• TEXT SHOWN

Skip to content

Visitor Pattern v2.23.0

The visitor pattern allows you to customize how specific HTML elements are converted to Markdown. Instead of modifying the library itself, you provide callback functions that intercept elements during conversion and return custom output.


What Is the Visitor Pattern?

In html-to-markdown, a visitor is an object (or set of callbacks) that receives notifications as the conversion engine encounters HTML elements. For each element type, you can implement a handler that decides what to do:

  • Continue -- use the default conversion logic
  • Custom -- replace the default output with your own Markdown
  • Skip -- omit the element entirely from output
  • Preserve HTML -- keep the raw HTML in the Markdown output

This gives you fine-grained control over conversion behavior without forking the library or writing a full converter from scratch.


How It Works in html-to-markdown

During DOM traversal, the conversion engine checks whether a visitor is registered. When an element matches a visitor callback, the engine:

  1. Builds a NodeContext with element metadata (tag name, attributes, depth, parent info)
  2. Calls the appropriate visitor method (e.g., visit_link, visit_heading, visit_image)
  3. Inspects the return value to determine output behavior
  4. Falls back to default conversion if no callback is registered for that element type
sequenceDiagram
    participant Engine as Conversion Engine
    participant Visitor as User Visitor

    Engine->>Engine: Encounter <a href="...">
    Engine->>Visitor: visit_link(context, href, text, title)
    Visitor-->>Engine: Custom("[text](modified-url)")
    Engine->>Engine: Use custom output

    Engine->>Engine: Encounter <h1>
    Engine->>Visitor: visit_heading(context, level, text, id)
    Visitor-->>Engine: Continue
    Engine->>Engine: Use default "# text" output

Visit Result Types

Every visitor callback returns one of these result types:

Result Behavior
Continue Proceed with the default conversion for this element
Custom(markdown) Replace the element's output with the provided Markdown string
Skip Remove the element entirely from output
PreserveHtml Include the raw HTML verbatim in the Markdown
Error(reason) Stop conversion and return an error

NodeContext

All visitor callbacks receive a context object with metadata about the current element:

Field Type Description
node_type enum Coarse classification (link, heading, image, etc.)

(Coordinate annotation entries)
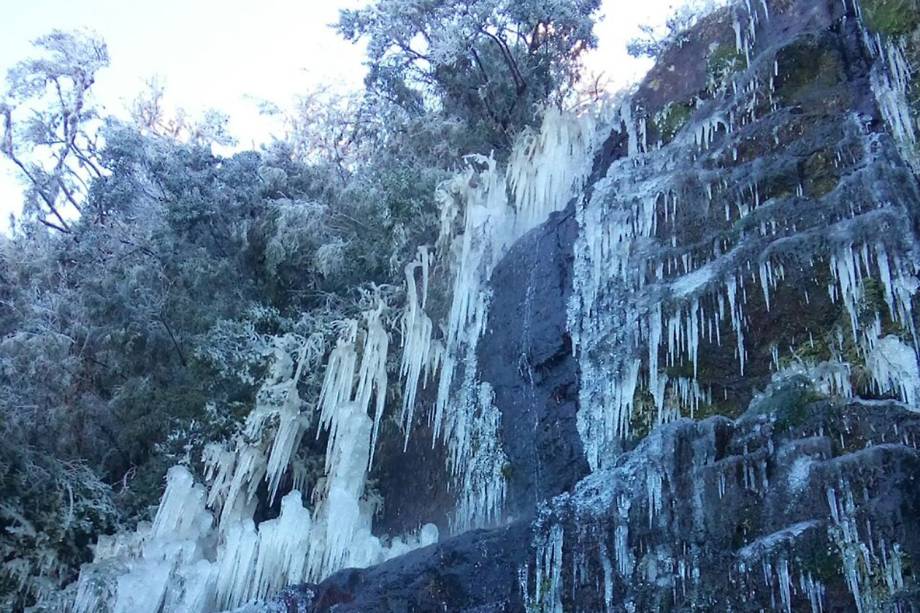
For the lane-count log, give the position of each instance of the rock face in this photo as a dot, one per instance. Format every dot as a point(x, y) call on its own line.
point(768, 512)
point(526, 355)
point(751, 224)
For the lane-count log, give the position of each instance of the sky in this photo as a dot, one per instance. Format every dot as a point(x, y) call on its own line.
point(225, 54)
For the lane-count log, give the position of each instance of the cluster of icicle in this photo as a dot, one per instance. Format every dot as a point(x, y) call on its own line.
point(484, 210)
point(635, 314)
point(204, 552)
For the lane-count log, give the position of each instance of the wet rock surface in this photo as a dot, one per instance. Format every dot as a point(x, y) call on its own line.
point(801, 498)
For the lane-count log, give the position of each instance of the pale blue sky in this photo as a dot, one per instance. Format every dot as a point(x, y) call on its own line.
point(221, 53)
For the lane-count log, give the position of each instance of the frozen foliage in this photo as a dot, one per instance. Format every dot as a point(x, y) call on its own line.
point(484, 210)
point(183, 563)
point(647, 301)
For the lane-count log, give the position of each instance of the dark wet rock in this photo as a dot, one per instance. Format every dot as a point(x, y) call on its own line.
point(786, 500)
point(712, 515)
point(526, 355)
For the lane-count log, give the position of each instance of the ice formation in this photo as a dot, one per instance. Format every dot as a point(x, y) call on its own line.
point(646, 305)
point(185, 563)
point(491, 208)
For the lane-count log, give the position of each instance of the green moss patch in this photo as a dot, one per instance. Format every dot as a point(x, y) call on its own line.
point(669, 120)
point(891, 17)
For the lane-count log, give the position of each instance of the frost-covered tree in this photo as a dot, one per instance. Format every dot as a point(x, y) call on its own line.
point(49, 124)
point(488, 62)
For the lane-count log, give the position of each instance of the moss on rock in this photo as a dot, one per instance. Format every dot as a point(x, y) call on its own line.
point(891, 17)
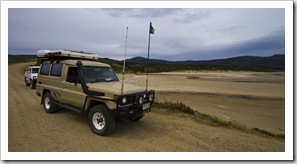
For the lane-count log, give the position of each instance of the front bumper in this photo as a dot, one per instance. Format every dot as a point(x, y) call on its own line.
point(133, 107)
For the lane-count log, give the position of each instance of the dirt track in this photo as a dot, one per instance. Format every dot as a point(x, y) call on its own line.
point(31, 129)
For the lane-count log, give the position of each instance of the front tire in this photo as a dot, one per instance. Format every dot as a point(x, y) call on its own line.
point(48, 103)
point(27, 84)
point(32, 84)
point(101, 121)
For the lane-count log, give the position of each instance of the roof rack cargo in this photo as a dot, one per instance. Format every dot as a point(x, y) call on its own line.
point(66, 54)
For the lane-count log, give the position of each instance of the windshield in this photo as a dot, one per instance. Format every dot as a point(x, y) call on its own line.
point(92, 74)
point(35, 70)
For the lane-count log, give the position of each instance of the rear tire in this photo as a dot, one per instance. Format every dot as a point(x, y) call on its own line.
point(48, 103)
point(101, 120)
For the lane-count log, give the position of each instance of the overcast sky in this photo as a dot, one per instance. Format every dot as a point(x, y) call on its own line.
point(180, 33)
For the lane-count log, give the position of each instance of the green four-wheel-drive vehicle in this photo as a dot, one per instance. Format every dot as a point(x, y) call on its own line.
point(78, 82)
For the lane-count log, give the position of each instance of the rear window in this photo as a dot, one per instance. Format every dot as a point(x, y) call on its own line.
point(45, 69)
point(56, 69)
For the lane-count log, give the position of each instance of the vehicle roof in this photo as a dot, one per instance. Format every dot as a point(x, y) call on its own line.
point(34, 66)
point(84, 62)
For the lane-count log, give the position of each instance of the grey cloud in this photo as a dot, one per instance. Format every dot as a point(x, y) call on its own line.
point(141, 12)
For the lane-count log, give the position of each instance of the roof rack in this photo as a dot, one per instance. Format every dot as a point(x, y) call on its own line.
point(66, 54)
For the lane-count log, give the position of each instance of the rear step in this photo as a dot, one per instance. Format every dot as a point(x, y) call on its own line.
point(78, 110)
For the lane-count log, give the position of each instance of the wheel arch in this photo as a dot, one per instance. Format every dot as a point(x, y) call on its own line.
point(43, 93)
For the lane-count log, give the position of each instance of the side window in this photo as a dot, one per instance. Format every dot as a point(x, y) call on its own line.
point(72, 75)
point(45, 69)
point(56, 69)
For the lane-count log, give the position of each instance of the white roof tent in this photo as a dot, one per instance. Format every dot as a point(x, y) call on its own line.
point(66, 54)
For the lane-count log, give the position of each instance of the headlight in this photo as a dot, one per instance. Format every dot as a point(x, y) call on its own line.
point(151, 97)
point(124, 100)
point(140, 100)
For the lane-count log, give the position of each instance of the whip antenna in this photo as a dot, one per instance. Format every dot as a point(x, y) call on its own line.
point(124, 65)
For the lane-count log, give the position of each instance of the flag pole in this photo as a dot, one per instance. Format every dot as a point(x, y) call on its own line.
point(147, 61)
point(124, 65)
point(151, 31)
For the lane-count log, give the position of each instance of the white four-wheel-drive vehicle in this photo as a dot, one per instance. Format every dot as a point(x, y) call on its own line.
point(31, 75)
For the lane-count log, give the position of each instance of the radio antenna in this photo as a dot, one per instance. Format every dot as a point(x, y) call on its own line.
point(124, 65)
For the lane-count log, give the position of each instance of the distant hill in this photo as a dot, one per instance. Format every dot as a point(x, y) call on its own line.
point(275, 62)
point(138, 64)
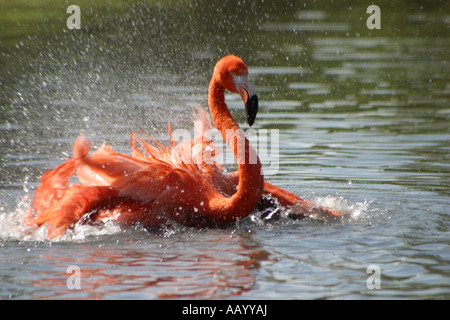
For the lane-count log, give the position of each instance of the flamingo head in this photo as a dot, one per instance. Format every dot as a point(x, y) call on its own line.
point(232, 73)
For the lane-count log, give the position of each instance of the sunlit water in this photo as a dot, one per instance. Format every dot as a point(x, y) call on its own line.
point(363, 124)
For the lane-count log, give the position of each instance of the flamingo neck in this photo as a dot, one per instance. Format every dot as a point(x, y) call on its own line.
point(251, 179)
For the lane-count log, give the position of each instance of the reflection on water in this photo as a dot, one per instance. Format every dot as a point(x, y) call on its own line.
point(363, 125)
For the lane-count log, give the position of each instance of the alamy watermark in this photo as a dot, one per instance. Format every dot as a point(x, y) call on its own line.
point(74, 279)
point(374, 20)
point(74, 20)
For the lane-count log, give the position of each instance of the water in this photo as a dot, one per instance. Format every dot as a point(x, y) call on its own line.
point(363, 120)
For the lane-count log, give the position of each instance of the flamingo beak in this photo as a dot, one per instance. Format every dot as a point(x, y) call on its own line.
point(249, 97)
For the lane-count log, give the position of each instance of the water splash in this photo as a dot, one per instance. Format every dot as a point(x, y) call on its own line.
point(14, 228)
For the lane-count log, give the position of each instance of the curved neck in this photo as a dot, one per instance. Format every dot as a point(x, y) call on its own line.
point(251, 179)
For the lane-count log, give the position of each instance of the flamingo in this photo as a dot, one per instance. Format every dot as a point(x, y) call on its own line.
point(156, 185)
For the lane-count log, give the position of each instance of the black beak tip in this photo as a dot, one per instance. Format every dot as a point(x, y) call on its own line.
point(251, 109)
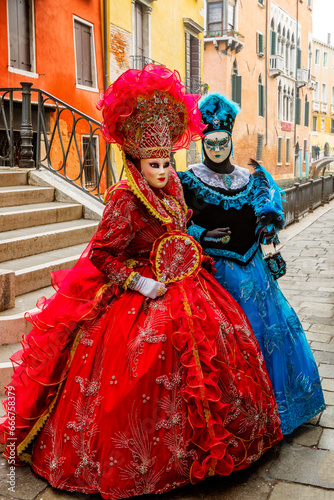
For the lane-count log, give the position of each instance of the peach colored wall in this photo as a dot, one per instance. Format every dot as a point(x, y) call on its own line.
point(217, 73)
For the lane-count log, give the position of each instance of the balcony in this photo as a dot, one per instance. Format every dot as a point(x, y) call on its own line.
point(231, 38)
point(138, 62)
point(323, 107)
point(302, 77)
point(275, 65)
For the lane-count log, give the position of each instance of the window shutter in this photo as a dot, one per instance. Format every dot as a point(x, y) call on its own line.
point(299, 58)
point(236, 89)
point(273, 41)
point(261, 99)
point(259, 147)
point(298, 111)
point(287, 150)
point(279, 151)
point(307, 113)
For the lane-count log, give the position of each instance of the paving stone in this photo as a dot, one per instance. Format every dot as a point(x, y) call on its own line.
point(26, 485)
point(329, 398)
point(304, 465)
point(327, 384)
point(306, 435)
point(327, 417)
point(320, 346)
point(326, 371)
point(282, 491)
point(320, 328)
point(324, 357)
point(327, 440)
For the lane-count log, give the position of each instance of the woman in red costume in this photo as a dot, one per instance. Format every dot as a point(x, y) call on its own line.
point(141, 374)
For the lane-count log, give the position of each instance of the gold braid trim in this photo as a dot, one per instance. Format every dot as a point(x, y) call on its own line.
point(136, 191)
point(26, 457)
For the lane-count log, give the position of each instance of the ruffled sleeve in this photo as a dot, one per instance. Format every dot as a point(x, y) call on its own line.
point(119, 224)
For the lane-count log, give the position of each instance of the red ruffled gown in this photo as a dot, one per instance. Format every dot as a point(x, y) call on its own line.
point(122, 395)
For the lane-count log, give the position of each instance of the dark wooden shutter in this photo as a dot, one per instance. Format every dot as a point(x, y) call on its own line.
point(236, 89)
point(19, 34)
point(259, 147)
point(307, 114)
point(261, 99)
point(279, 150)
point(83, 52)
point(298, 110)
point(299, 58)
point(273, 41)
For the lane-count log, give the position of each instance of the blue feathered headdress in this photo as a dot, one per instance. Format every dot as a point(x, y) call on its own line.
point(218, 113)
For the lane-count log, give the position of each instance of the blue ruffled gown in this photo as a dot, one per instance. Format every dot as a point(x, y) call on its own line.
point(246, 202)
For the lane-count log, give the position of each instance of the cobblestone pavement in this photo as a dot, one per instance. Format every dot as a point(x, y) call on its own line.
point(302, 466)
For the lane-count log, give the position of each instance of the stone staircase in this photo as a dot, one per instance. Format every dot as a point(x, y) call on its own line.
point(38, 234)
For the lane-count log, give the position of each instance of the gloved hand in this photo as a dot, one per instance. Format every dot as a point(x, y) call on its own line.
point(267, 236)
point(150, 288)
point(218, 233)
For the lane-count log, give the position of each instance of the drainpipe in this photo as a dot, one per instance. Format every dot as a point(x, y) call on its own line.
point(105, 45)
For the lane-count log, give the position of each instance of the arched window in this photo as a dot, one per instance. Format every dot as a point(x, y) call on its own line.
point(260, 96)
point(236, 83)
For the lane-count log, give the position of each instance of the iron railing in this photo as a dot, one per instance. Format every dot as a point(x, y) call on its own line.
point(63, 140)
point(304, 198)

==

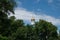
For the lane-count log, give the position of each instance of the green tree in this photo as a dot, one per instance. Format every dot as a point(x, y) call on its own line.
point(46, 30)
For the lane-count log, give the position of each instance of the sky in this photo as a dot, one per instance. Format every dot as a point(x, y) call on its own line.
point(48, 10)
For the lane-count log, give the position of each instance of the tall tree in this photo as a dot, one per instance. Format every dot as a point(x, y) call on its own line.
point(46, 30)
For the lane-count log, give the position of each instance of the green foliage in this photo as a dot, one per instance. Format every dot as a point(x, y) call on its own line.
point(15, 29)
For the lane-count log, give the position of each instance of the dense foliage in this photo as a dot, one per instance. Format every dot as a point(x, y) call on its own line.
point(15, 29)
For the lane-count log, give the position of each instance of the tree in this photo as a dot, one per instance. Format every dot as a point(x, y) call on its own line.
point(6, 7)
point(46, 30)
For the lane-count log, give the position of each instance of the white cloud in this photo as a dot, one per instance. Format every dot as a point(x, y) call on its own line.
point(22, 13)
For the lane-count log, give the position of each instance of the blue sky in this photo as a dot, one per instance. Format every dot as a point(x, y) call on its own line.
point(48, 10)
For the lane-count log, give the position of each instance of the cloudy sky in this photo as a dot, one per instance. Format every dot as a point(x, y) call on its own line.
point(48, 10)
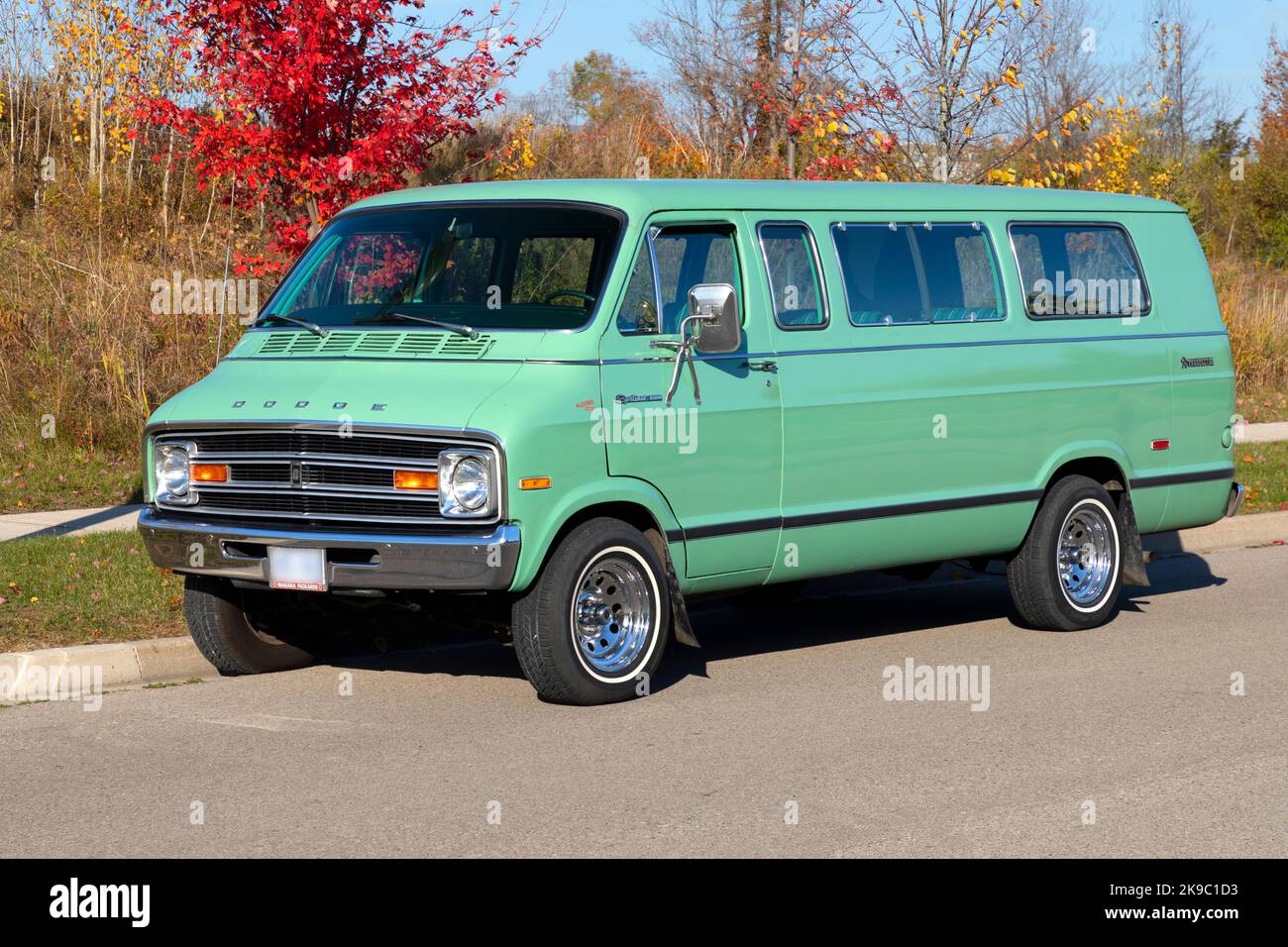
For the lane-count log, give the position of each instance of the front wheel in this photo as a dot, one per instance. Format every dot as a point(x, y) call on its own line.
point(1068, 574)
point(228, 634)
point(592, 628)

---

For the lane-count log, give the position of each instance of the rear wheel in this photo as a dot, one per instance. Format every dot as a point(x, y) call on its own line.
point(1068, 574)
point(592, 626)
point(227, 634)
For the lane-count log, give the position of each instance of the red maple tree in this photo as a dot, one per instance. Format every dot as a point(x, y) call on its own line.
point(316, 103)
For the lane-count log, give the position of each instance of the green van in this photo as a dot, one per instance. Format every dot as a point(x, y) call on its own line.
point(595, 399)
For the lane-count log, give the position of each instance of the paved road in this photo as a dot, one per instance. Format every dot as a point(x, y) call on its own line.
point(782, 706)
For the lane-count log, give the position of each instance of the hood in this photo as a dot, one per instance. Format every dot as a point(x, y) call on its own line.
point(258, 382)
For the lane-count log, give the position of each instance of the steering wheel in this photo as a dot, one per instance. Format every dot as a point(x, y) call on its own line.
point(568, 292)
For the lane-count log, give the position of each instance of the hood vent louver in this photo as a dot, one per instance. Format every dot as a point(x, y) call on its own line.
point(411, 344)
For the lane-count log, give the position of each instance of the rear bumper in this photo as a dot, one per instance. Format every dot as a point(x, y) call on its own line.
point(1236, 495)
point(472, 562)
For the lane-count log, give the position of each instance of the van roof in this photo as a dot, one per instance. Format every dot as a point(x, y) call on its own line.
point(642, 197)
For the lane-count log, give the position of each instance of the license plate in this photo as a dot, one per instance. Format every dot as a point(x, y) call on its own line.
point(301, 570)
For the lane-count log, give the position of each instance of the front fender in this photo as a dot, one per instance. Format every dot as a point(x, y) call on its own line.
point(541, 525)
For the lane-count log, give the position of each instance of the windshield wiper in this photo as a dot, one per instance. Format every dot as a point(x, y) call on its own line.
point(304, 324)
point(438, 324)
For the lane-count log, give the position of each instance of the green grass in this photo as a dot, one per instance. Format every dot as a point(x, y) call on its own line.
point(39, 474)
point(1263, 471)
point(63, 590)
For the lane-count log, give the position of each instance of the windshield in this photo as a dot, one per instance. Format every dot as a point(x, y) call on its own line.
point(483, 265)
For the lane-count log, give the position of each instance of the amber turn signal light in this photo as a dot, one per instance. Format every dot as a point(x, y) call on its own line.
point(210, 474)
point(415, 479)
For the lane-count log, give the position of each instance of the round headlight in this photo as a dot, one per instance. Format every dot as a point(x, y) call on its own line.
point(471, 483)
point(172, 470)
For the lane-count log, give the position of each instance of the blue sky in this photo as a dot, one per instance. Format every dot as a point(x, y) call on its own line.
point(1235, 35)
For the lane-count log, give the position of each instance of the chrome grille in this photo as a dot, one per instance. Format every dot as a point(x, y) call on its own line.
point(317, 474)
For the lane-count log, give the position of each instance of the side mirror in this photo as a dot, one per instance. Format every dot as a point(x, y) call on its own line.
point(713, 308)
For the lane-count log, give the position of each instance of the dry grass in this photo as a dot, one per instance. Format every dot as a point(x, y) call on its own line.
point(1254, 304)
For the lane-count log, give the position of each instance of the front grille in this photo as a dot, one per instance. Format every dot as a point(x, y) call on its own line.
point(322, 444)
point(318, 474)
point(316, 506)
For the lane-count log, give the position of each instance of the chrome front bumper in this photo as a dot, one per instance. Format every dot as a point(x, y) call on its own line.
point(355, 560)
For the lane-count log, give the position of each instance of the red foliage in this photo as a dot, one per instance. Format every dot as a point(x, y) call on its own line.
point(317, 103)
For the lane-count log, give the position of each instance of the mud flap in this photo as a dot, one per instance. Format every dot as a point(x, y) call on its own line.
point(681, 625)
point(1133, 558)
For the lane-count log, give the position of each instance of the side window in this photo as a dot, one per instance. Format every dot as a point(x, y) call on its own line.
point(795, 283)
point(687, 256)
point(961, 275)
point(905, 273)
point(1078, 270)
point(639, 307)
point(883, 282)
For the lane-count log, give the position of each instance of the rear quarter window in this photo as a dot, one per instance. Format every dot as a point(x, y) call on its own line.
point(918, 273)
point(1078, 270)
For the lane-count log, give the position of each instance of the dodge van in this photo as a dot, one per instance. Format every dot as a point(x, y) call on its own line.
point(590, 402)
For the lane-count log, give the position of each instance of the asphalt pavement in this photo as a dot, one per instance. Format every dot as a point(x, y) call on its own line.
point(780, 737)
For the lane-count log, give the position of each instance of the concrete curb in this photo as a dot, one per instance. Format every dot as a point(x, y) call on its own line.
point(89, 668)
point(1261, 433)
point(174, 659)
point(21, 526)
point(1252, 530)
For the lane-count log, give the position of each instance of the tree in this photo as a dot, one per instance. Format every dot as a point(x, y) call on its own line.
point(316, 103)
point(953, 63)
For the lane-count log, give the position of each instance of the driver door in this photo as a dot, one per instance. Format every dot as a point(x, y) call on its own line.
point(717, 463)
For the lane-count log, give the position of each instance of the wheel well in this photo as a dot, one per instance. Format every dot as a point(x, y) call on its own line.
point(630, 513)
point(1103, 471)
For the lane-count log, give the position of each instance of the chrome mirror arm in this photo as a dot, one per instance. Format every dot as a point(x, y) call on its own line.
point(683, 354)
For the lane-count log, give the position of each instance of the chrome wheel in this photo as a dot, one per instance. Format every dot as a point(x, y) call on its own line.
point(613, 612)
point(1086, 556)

• GIVEN TASK
For each statement below, decide whether it agrees with the visitor pattern page. Answer yes or no, and quote the words of the page that settle it. (a) A callback that returns Skip keeps the raw HTML in the Markdown output. (b) When no callback is registered for an element type, the engine uses its default conversion. (c) Returning Error(reason) stops the conversion.

• IN RESPONSE
(a) No: "Skip Remove the element entirely from output"
(b) Yes: "Falls back to default conversion if no callback is registered for that element type"
(c) Yes: "Error(reason) Stop conversion and return an error"